EXERCISE OBJECTIVE: Write out the lines from the line containing "point: dark stain" through the final line of the listing below, exactly, omitting every other line.

Point-based annotation data
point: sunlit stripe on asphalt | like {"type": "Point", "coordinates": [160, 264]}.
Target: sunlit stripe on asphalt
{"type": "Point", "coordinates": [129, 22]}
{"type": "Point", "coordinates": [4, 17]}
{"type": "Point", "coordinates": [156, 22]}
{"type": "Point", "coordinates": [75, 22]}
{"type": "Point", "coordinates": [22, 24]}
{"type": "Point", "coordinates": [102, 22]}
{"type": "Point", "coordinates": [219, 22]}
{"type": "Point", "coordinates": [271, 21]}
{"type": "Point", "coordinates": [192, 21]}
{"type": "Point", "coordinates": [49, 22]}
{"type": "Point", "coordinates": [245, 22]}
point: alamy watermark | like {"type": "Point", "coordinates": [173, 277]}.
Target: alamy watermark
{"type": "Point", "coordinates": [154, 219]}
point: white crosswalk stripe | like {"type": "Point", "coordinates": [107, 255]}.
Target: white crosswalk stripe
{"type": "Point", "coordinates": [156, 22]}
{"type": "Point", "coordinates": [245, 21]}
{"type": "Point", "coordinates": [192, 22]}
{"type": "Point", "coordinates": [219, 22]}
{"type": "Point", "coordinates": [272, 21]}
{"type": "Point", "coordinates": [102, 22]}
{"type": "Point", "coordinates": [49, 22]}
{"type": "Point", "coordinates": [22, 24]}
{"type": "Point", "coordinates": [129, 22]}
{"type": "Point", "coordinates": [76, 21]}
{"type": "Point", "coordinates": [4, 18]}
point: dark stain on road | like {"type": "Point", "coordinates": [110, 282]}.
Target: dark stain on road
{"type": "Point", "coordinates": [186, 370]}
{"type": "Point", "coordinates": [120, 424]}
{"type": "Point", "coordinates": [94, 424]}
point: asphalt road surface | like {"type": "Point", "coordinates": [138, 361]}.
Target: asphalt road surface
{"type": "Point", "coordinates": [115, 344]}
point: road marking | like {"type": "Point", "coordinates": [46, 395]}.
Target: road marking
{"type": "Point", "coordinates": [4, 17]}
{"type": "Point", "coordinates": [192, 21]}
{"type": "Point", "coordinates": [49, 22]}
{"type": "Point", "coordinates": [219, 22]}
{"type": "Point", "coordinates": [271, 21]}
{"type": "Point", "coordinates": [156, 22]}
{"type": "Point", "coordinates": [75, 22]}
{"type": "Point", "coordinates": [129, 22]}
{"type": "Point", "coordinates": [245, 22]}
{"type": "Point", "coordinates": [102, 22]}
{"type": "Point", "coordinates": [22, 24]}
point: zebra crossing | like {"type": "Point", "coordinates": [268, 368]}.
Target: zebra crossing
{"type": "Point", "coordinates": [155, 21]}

RESULT FOR THIS EXERCISE:
point: dark stain on road | like {"type": "Point", "coordinates": [110, 282]}.
Target: dark stain on road
{"type": "Point", "coordinates": [186, 370]}
{"type": "Point", "coordinates": [120, 424]}
{"type": "Point", "coordinates": [94, 424]}
point: asphalt road surface | like {"type": "Point", "coordinates": [138, 361]}.
Target: asphalt road surface
{"type": "Point", "coordinates": [115, 344]}
point: road marking | like {"type": "Point", "coordinates": [46, 395]}.
Target: road marking
{"type": "Point", "coordinates": [4, 17]}
{"type": "Point", "coordinates": [192, 21]}
{"type": "Point", "coordinates": [49, 22]}
{"type": "Point", "coordinates": [219, 22]}
{"type": "Point", "coordinates": [271, 21]}
{"type": "Point", "coordinates": [156, 22]}
{"type": "Point", "coordinates": [75, 22]}
{"type": "Point", "coordinates": [129, 22]}
{"type": "Point", "coordinates": [245, 22]}
{"type": "Point", "coordinates": [102, 22]}
{"type": "Point", "coordinates": [22, 24]}
point: zebra crossing | like {"type": "Point", "coordinates": [268, 368]}.
Target: zebra crossing
{"type": "Point", "coordinates": [155, 21]}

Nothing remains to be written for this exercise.